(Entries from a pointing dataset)

** BEGIN **

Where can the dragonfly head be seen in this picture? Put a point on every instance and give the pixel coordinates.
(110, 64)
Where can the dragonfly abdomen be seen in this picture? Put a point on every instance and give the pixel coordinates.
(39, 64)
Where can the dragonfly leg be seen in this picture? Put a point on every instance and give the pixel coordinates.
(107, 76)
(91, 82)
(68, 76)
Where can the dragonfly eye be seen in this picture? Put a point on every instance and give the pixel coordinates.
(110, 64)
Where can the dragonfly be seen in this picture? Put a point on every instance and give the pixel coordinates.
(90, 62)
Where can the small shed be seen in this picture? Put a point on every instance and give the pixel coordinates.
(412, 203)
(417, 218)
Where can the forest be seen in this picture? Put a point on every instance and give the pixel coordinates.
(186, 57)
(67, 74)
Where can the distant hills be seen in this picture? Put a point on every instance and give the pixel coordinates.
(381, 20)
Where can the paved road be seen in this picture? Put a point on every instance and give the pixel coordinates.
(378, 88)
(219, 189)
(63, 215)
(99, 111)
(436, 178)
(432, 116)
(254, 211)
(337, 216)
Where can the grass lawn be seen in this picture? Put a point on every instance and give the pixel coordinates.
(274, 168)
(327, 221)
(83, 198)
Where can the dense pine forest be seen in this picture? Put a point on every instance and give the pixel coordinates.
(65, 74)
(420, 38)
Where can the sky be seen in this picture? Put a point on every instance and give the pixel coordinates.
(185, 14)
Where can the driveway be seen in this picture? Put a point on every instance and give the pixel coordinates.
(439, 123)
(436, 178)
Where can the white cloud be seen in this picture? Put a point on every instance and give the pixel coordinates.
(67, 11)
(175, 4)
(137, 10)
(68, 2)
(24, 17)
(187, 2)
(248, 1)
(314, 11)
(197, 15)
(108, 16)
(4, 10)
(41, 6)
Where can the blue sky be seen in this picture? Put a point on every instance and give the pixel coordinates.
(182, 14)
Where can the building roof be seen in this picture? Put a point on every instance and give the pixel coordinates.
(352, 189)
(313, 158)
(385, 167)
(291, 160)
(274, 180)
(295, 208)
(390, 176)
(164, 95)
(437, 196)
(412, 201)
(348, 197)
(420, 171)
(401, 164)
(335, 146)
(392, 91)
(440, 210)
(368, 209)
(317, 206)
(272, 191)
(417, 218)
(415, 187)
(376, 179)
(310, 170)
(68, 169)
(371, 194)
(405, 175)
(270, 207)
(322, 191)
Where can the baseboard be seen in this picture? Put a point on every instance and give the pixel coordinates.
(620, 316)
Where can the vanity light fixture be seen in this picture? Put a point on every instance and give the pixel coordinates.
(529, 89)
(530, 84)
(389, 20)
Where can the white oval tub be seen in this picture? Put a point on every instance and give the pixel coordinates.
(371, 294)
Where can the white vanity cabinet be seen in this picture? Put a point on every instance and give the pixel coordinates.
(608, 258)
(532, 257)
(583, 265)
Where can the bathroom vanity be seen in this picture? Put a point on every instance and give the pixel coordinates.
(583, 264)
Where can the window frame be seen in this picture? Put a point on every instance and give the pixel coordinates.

** END **

▶ **What the task requires**: Reproduce the records word for word.

▶ **Right answer**:
Where can the dragonfly head be seen in this picture? Put a point on every instance and give the pixel coordinates.
(110, 64)
Where can the dragonfly abdomen be seen in this picture? Put a point on every instance and give the pixel coordinates.
(39, 64)
Where can the dragonfly leg be seen in this picture? Put a point on every instance and give the pixel coordinates.
(107, 76)
(91, 82)
(68, 76)
Where can the dragonfly eye be seen in this picture? Put a point on every instance and give the pixel coordinates.
(110, 64)
Where can the dragonfly be seen in this picture? Put a point on every instance and give the pixel coordinates.
(90, 62)
Where can the small shed be seen in this picture? Put a point on every instance and give the pixel coordinates.
(412, 203)
(417, 218)
Where can the forest be seen in this picture? Put a point on every instance and give the pixel coordinates.
(186, 57)
(67, 74)
Where can the distant hills be seen in this picture? Put a point on every instance and give the pixel coordinates.
(381, 20)
Where can the paved road be seen in this picture? Put a point on every instance and give the pixel coordinates.
(378, 88)
(219, 189)
(63, 215)
(99, 111)
(436, 178)
(432, 116)
(254, 211)
(337, 216)
Where can the grass lawn be seen in this picture? Put a point on every instance and give the pixel coordinates.
(274, 168)
(327, 221)
(83, 198)
Where can the dense pine forest be seen in this picture? Put a point on every instance and give the pixel coordinates.
(65, 74)
(420, 38)
Where can the sky be seen in this picture? Put a point on every instance and give the pixel coordinates.
(185, 14)
Where can the driveway be seen in this picture? Put a point on every instance and give the pixel coordinates.
(439, 123)
(436, 178)
Where can the white cloud be seen in this picture? Put a point on every instance and give the pixel coordinates.
(67, 11)
(175, 4)
(137, 10)
(68, 2)
(24, 17)
(187, 2)
(248, 1)
(314, 11)
(197, 15)
(108, 16)
(4, 10)
(41, 6)
Where can the blue sky be seen in this picture? Put a point on every instance and give the pixel coordinates.
(182, 14)
Where can the building roof be seen in this picture? Put a point on every instance and give the pixel coordinates.
(352, 189)
(313, 158)
(385, 167)
(291, 160)
(274, 180)
(295, 208)
(390, 176)
(164, 95)
(437, 196)
(412, 201)
(348, 197)
(420, 171)
(401, 164)
(335, 146)
(392, 91)
(440, 210)
(368, 209)
(317, 206)
(272, 191)
(417, 218)
(415, 187)
(376, 179)
(310, 170)
(68, 169)
(371, 194)
(405, 175)
(270, 207)
(322, 191)
Where can the baseboard be seen in this picture? Put a point on every instance and give the pixel coordinates.
(620, 316)
Where can the vanity light fixture be seen in this picture? Put a point on every instance and give the pixel coordinates.
(529, 89)
(530, 84)
(389, 20)
Where can the white oval tub be seen in this picture? Put a point on every instance and give the pixel coordinates.
(371, 294)
Where can the white vanity cabinet be seen in this picture? Put a point on every instance and give the pixel coordinates.
(608, 258)
(532, 257)
(583, 265)
Where can the bathroom vanity be seen in this picture? Put a point on every instance and give the pixel coordinates.
(583, 264)
Where can the window frame be seen in this picture? Put a point on every instance and give the pixel coordinates.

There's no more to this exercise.